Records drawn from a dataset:
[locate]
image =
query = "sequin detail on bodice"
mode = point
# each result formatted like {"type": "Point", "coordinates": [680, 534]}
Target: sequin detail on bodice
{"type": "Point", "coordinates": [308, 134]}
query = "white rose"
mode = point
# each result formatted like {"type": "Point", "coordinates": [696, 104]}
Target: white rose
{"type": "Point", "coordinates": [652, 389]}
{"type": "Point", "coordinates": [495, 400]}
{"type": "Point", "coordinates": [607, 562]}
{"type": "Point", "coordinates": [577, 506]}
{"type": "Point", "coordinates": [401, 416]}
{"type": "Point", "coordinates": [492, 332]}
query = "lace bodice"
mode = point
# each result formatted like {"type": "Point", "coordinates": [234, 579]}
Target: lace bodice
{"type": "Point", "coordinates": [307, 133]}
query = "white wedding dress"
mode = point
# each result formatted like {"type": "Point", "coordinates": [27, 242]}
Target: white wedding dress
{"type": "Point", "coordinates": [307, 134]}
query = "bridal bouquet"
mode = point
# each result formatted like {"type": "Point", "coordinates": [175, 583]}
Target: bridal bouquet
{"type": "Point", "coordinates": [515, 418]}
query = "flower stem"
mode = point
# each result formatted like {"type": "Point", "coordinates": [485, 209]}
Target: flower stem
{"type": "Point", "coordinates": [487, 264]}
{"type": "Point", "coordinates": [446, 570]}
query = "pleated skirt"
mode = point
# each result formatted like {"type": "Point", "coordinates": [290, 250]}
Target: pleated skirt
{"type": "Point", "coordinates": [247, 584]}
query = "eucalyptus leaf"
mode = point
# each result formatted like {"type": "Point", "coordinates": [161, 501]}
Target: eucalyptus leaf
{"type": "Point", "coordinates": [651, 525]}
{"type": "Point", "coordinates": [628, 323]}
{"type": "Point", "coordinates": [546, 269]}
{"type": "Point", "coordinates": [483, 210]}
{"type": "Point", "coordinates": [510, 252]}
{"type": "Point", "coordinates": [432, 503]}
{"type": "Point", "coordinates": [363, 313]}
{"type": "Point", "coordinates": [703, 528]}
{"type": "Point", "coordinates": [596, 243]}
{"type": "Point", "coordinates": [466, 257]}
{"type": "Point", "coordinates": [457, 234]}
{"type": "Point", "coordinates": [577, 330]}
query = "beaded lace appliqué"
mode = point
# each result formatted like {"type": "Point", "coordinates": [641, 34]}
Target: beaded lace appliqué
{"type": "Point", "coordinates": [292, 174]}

## Exercise prompt
Every line that holds the word "each" should be copied from the records.

## Response to this task
# each result formatted like {"type": "Point", "coordinates": [680, 534]}
# each result formatted like {"type": "Point", "coordinates": [696, 104]}
# each result formatted like {"type": "Point", "coordinates": [234, 579]}
# each result formatted like {"type": "Point", "coordinates": [27, 242]}
# each result formatted like {"type": "Point", "coordinates": [175, 583]}
# each result formatted like {"type": "Point", "coordinates": [485, 209]}
# each result formatted like {"type": "Point", "coordinates": [290, 250]}
# each result formatted like {"type": "Point", "coordinates": [161, 501]}
# each result formatted like {"type": "Point", "coordinates": [641, 34]}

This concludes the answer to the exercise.